El razonamiento así enfocado es muy serio; pero no avanzará hacia una solución mientras no comience a madurar una visión de la relación verdad-libertad centrada en la atención a la persona, que históricamente busca la verdad, más que exclusivamente en la verdad objetiva. Con Pío XI y Pío XII, aunque todavía entre rémoras e indicaciones contrarias, comenzará a darse algún paso en esta dirección.

Será Juan XXIII, en la Pacem in terris (1963), el que proclame claramente la libertad religiosa y de opinión como uno de los derechos fundamentales del hombre: "Cada uno tiene derecho a honrar a Dios según el dictamen de la recta razón, y por tanto el derecho al culto de Dios privado y público" (n. 14). Proclamará que toda "acción dirigida a reprimir y a sofocar el flujo vital de las minorías es grave violación de la justicia; y lo es tanto más cuando se ejerce para hacerlas desaparecer". Proclamará que "no se deberá confundir jamás el error con el que yerra, aunque se trate de error o de conocimiento inadecuado de la verdad, en el campo moral y religioso"; y ello no simplemente por tolerancia negativa de un mal menor, sino por motivos antropológicos y cristianos precisos, porque "el que yerra es siempre y ante todo un ser humano y conserva en cualquier caso su dignidad de persona, y ha.de ser considerado y tratado siempre como conviene a tan alta dignidad. Además en ningún ser humano se extingue jamás la exigencia, congénita a su naturaleza, de romper los esquemas del error para abrirse al conocimiento de la verdad. Y la acción de Dios en él no falta nunca ("AAS" [1963] 299).

EJERCICIO PLANTEADO A
Reproduce sin cambios el pasaje del fragmento sobre la libertad religiosa que va de "El razonamiento así" a "en esta dirección.", ambos incluidos.
EJERCICIO PLANTEADO B
Según el fragmento sobre la libertad religiosa, indica si cada afirmación es correcta (sí o no) y cita las palabras que lo deciden: (i) Juan XXIII proclama la libertad religiosa en la Pacem in terris, de 1963; (ii) Pío XI y Pío XII ya habían proclamado claramente la libertad religiosa; (iii) la distinción entre el error y el que yerra se apoya solo en la tolerancia de un mal menor.

DATOS EXTRAÍDOS
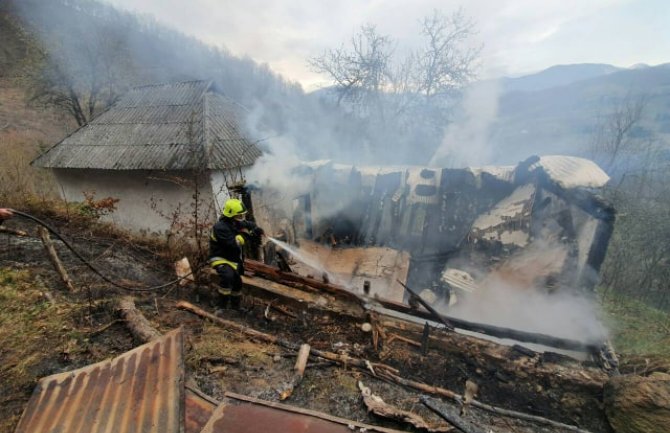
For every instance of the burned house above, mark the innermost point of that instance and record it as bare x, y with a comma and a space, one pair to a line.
153, 150
539, 225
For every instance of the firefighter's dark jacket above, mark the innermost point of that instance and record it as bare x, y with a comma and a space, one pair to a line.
222, 240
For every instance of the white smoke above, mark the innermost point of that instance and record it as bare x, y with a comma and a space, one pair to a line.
466, 140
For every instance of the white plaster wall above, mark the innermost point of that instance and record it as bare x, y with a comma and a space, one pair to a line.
137, 189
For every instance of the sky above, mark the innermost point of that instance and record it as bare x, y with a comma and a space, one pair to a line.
517, 36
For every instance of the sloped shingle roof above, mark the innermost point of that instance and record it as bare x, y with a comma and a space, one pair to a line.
168, 127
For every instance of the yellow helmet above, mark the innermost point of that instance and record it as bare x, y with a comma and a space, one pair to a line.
233, 207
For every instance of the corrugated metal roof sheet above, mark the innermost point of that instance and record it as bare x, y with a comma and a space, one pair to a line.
140, 391
572, 172
160, 127
250, 415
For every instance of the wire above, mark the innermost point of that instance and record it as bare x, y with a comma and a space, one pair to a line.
90, 266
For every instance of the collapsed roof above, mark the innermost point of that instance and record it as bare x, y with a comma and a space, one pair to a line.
540, 224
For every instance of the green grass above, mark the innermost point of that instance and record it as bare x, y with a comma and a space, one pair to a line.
34, 334
637, 328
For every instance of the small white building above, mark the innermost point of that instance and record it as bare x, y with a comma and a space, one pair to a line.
150, 150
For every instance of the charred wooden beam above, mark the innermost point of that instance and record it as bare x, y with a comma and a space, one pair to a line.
494, 331
277, 275
498, 331
451, 417
138, 324
435, 315
380, 370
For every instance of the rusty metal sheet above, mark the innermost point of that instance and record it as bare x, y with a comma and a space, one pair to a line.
140, 391
199, 409
249, 415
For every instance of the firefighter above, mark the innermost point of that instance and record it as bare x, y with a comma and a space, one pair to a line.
5, 213
228, 237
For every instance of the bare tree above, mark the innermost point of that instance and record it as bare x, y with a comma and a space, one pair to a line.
405, 100
639, 253
446, 63
83, 74
361, 72
615, 136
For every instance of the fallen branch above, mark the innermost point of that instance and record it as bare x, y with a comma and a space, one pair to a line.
55, 260
382, 371
349, 423
138, 324
404, 339
379, 407
451, 417
299, 371
13, 232
103, 328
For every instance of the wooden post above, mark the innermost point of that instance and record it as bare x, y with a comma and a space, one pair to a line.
138, 324
55, 260
301, 362
425, 339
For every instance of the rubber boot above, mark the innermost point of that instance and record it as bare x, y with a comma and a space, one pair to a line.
224, 302
235, 302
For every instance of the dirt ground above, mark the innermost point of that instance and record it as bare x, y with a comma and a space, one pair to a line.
45, 330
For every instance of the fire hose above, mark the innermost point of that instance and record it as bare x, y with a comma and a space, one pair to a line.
93, 268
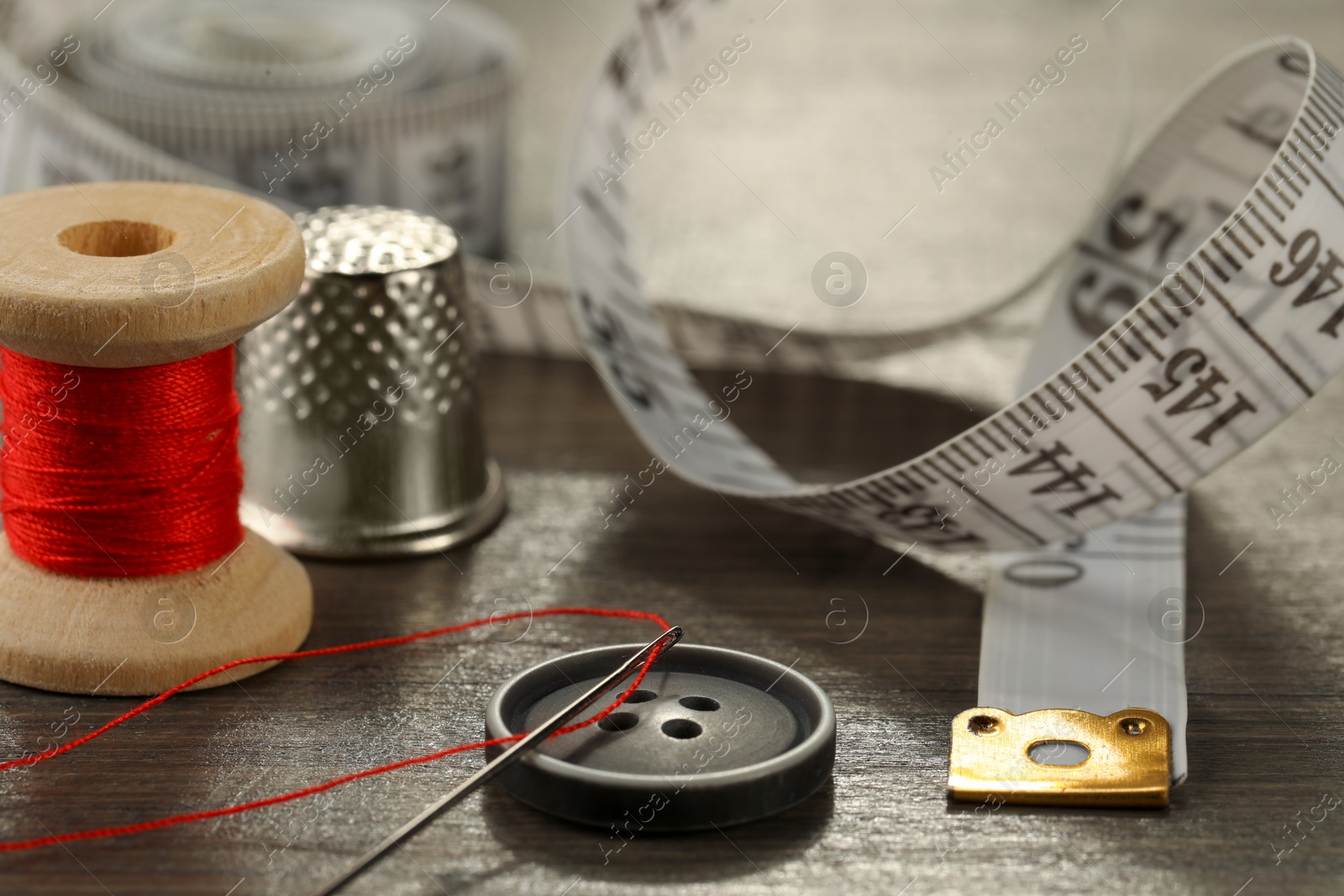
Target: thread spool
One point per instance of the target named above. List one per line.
(136, 275)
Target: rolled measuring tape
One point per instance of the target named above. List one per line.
(1223, 246)
(307, 103)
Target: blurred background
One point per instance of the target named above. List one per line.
(826, 134)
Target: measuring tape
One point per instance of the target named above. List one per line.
(304, 103)
(1200, 311)
(1214, 349)
(1200, 308)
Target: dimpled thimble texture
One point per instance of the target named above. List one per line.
(362, 429)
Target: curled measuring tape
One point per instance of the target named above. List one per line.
(1195, 313)
(1222, 244)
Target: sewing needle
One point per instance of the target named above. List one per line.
(504, 759)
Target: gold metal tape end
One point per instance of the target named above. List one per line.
(1128, 762)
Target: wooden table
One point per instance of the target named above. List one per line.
(1265, 688)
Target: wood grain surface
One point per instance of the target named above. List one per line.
(1265, 689)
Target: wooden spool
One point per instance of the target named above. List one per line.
(132, 275)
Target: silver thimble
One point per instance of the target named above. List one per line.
(360, 429)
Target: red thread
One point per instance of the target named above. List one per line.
(344, 779)
(120, 472)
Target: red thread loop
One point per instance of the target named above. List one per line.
(120, 472)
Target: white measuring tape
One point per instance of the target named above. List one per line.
(1200, 311)
(304, 103)
(1222, 246)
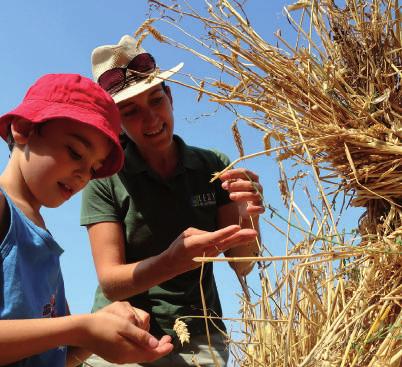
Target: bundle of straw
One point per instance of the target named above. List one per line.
(331, 102)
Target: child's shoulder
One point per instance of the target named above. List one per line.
(3, 204)
(4, 216)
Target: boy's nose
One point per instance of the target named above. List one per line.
(83, 173)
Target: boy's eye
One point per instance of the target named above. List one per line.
(93, 172)
(73, 154)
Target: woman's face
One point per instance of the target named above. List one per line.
(148, 119)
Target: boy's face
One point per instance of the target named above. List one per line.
(60, 158)
(148, 119)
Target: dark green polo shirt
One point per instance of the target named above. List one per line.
(154, 212)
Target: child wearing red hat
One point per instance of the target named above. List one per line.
(63, 134)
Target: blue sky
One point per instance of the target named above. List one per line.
(43, 36)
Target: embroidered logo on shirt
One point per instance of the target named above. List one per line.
(50, 308)
(205, 199)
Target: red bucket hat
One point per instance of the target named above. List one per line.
(74, 97)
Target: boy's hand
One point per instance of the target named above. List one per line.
(118, 340)
(244, 189)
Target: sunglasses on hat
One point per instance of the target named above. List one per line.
(139, 68)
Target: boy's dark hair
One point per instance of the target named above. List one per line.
(10, 138)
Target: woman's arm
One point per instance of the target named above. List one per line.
(246, 206)
(121, 281)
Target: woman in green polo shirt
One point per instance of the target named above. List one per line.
(148, 222)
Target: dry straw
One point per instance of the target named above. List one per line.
(330, 101)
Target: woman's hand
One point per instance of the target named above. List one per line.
(244, 189)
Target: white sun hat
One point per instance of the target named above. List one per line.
(125, 70)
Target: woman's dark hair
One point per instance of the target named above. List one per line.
(123, 138)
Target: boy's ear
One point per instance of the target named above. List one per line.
(168, 91)
(21, 130)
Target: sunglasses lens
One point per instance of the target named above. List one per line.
(112, 78)
(142, 63)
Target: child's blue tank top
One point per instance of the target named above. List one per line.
(31, 283)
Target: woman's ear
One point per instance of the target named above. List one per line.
(21, 130)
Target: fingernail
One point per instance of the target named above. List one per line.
(153, 342)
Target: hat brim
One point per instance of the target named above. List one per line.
(143, 85)
(39, 111)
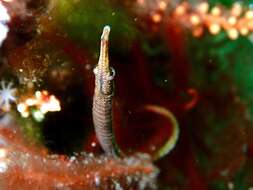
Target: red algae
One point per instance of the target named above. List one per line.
(24, 166)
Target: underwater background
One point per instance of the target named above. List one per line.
(182, 94)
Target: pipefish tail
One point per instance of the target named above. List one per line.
(103, 98)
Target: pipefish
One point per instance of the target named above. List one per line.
(103, 98)
(102, 106)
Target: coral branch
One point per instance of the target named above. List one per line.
(27, 167)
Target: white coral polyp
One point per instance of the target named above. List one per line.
(7, 95)
(4, 18)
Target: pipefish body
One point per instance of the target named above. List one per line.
(103, 98)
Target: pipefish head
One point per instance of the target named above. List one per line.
(103, 72)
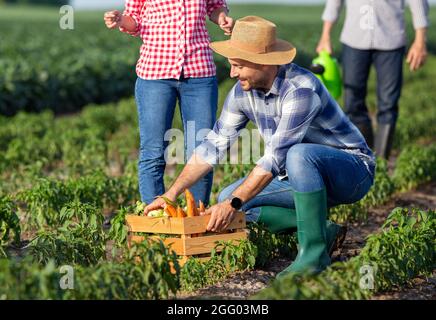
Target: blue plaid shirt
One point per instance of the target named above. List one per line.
(297, 109)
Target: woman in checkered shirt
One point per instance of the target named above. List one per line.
(175, 64)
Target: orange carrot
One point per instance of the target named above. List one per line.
(190, 202)
(180, 213)
(201, 208)
(172, 212)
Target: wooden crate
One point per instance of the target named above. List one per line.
(193, 240)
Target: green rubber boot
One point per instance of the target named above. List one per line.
(283, 220)
(278, 219)
(313, 256)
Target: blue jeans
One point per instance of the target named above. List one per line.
(389, 68)
(312, 167)
(156, 102)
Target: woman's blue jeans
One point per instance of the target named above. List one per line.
(156, 103)
(312, 167)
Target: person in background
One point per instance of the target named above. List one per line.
(175, 63)
(374, 32)
(314, 157)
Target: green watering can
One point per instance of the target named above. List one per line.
(326, 68)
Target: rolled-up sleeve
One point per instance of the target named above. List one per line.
(300, 107)
(332, 10)
(212, 5)
(420, 10)
(224, 133)
(133, 9)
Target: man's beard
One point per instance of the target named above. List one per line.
(258, 85)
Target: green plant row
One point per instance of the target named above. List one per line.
(404, 249)
(144, 273)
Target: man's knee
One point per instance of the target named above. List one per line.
(298, 158)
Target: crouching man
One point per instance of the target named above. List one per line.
(315, 158)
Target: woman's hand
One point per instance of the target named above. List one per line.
(417, 55)
(226, 23)
(113, 19)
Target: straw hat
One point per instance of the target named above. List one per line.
(254, 39)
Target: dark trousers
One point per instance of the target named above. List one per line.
(389, 68)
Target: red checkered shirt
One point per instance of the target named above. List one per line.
(174, 37)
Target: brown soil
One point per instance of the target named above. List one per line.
(242, 285)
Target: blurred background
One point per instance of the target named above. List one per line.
(83, 80)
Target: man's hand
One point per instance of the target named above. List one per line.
(417, 55)
(113, 19)
(157, 204)
(222, 214)
(225, 23)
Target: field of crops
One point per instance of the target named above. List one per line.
(67, 179)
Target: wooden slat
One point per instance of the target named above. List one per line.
(207, 243)
(188, 225)
(155, 225)
(199, 224)
(185, 259)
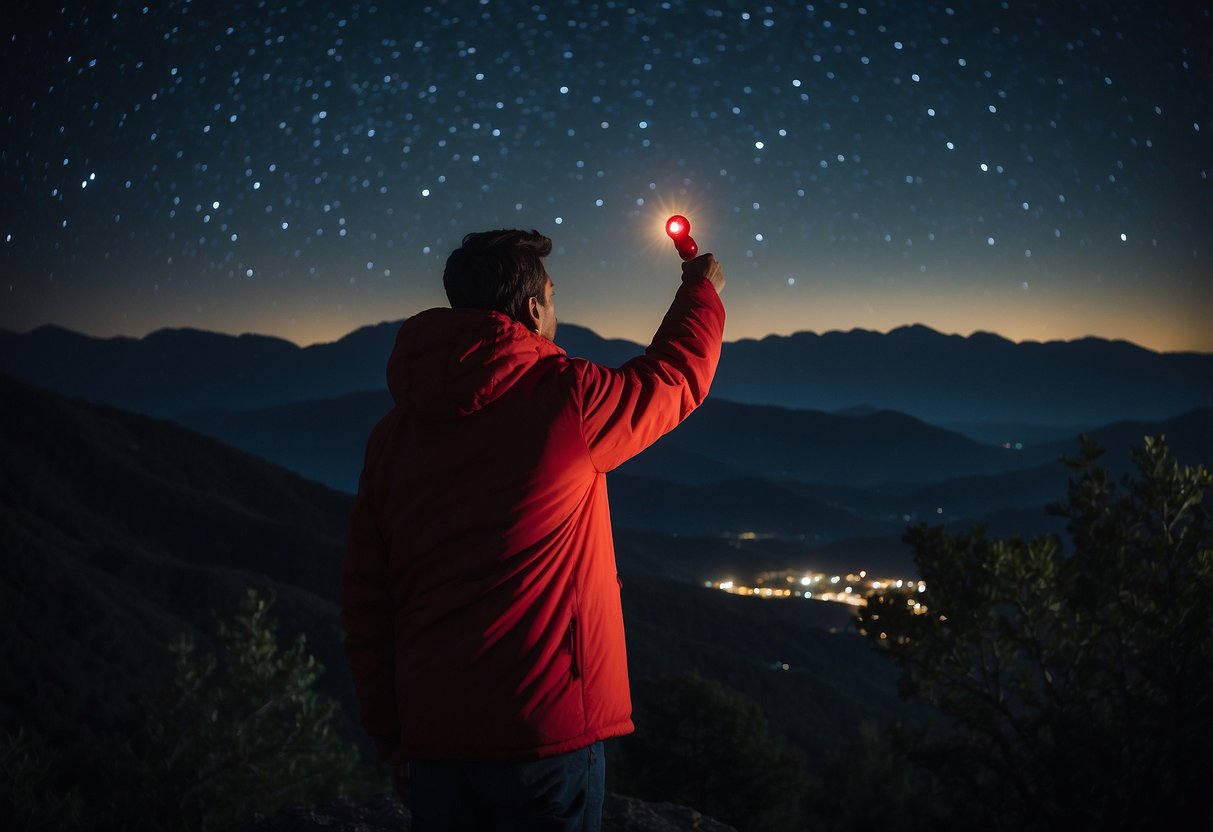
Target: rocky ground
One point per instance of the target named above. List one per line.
(385, 814)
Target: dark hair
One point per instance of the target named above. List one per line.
(499, 271)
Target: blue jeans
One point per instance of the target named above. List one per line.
(558, 793)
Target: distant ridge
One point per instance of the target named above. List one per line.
(940, 379)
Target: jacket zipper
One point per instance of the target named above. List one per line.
(573, 649)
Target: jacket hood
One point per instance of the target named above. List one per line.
(450, 363)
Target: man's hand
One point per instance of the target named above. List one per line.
(705, 266)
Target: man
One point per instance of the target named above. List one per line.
(479, 594)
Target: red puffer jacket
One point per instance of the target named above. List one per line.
(479, 594)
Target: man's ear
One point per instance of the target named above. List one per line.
(533, 309)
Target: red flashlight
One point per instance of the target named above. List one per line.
(678, 228)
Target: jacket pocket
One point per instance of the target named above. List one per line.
(574, 659)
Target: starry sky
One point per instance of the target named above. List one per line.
(301, 167)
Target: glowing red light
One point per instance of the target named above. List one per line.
(678, 228)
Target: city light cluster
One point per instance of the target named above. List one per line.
(850, 588)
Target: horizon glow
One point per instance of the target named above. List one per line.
(1036, 171)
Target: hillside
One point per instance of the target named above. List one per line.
(972, 381)
(124, 531)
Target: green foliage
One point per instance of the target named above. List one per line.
(1077, 684)
(243, 728)
(705, 746)
(29, 798)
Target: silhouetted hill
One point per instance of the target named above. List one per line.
(325, 439)
(913, 370)
(978, 379)
(123, 530)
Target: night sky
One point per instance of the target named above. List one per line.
(300, 169)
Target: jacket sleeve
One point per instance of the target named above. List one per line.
(626, 410)
(368, 620)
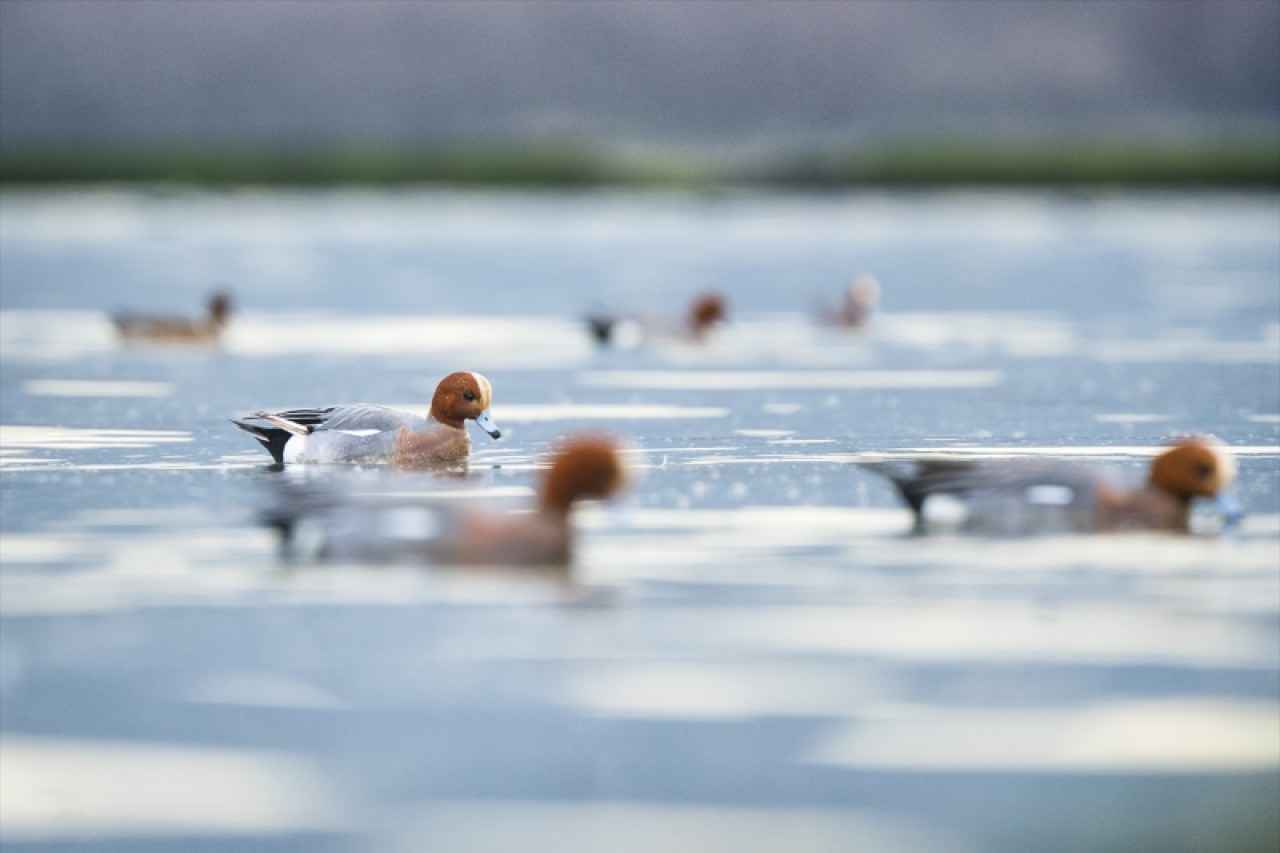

RESPUESTA A
El razonamiento así enfocado es muy serio; pero no avanzará hacia una solución mientras no comience a madurar una visión de la relación verdad-libertad centrada en la atención a la persona, que históricamente busca la verdad, más que exclusivamente en la verdad objetiva. Con Pío XI y Pío XII, aunque todavía entre rémoras e indicaciones contrarias, comenzará a darse algún paso en esta dirección.

RESPUESTA B
(i) Sí: "Será Juan XXIII, en la Pacem in terris (1963), el que proclame claramente la libertad religiosa y de opinión como uno de los derechos fundamentales del hombre".
(ii) No: "Con Pío XI y Pío XII, aunque todavía entre rémoras e indicaciones contrarias, comenzará a darse algún paso en esta dirección".
(iii) No: "no simplemente por tolerancia negativa de un mal menor, sino por motivos antropológicos y cristianos precisos".